## Problem
Rewrite everything from the line containing "You are given" down to the line containing "positive clicks: (242, 182) (239, 182)", putting "coarse mask" wherever "rough mask" appears and leaving everything else unchanged.

## Provided records
════

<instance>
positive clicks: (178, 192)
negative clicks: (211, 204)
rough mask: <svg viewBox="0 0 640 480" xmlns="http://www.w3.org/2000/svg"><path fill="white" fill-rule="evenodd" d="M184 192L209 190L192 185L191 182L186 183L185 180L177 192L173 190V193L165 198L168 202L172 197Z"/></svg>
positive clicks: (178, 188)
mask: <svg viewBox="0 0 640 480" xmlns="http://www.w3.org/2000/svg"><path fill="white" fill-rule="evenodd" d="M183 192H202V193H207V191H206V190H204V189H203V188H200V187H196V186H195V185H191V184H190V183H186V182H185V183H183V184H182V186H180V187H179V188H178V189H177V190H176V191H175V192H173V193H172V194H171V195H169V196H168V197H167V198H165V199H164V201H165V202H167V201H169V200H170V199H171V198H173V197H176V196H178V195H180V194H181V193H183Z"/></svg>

════

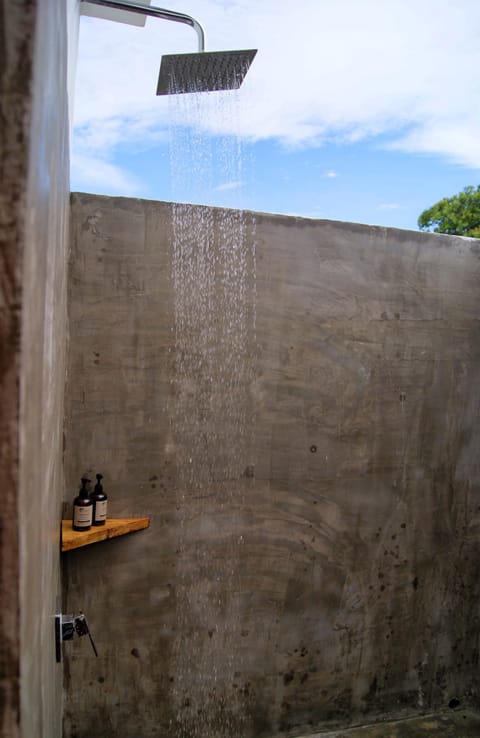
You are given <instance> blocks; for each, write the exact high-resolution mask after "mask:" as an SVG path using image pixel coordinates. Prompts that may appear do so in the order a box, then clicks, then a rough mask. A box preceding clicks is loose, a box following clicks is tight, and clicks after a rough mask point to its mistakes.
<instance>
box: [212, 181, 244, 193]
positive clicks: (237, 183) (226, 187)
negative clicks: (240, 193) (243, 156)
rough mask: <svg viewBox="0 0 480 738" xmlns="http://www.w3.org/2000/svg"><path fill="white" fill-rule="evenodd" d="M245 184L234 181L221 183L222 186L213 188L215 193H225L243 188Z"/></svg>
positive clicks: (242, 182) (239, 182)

════

## Response to the task
You are given <instance> blocks; for each, write the exact high-resolution mask after "mask:" as an SVG path using image pixel coordinates. Prompts that may appear do so in the order a box, then clicks, then a coarse mask. A box preceding clicks is loose, a box following clicks is tight, and clicks after a coarse mask point to its mistakes.
<instance>
box: [212, 181, 244, 193]
positive clicks: (237, 183) (226, 187)
negative clicks: (240, 193) (243, 156)
coarse mask: <svg viewBox="0 0 480 738" xmlns="http://www.w3.org/2000/svg"><path fill="white" fill-rule="evenodd" d="M245 184L234 181L221 183L222 186L213 188L215 193H225L243 188Z"/></svg>
positive clicks: (242, 182) (239, 182)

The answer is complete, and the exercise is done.